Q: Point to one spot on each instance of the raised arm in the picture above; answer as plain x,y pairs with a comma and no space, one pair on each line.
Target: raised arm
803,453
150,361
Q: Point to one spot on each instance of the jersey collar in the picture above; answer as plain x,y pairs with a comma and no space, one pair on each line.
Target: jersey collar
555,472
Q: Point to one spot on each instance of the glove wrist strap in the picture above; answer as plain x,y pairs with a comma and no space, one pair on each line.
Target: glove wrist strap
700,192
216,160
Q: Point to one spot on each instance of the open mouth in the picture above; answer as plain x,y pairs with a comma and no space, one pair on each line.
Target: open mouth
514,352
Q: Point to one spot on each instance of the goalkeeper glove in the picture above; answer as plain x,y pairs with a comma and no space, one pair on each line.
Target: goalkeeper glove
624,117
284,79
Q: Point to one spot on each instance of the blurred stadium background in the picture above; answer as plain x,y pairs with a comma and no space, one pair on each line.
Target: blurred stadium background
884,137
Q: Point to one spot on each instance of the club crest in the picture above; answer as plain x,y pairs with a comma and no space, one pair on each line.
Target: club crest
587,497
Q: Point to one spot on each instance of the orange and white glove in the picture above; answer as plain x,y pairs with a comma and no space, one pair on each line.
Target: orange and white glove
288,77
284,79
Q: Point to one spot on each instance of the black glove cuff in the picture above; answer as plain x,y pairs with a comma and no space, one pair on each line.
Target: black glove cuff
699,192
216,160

### Your instructions
Present every line of the listing above as a numbered list, leaving out any blank lines.

### Response to the exercise
1. Q: Point to one spot on each instance of the raised arm in the picture above; answer as plain x,y pairs with a comma and no space, one pair on each line.
2. Target: raised arm
3. 803,453
4. 150,361
5. Q: Point to one spot on each instance of the jersey collar in the picture above; answer as plain x,y pairs with a comma and no space, one pair on each line.
6. Target: jersey collar
7. 555,472
8. Q: Point to one spot on each instance of the glove wrist strap in the picture above; answer as plain x,y pairs with a comma and no space, one pair on each line.
9. Target: glove wrist strap
10. 700,192
11. 216,160
12. Q: Point to one spot on each instance of the open mouth in the picture above; answer as plain x,y pairs with a comma and no space, one pair on each line.
13. Target: open mouth
14. 514,352
15. Q: Point to one spot on each instance of the goalkeeper glove in the picture above; answer as plain x,y pairs with a comma and no space, one pair on each line.
16. Target: goalkeeper glove
17. 624,117
18. 284,79
19. Q: Point to one spot on each instance of the blurred stadium background in the picture above; answer as plain x,y pairs with a comma and no space, one pair on each line.
20. Target: blurred stadium background
21. 884,137
22. Q: Point to one spot on each instance of the club crest in the picture above; answer as plain x,y pairs with a comma and no space, one pair on each line.
23. Target: club crest
24. 587,497
25. Q: Point to one spot on each instance of the orange and white glove in the picture above; answer as plain x,y pairs with a comma and no space, one pair on each line.
26. Target: orange and white glove
27. 288,77
28. 284,79
29. Q: Point to one spot on each instance of the black glove cuff in the picture above; answer as plain x,y pairs with a comma and no space, one pair on each line.
30. Target: black glove cuff
31. 699,192
32. 216,160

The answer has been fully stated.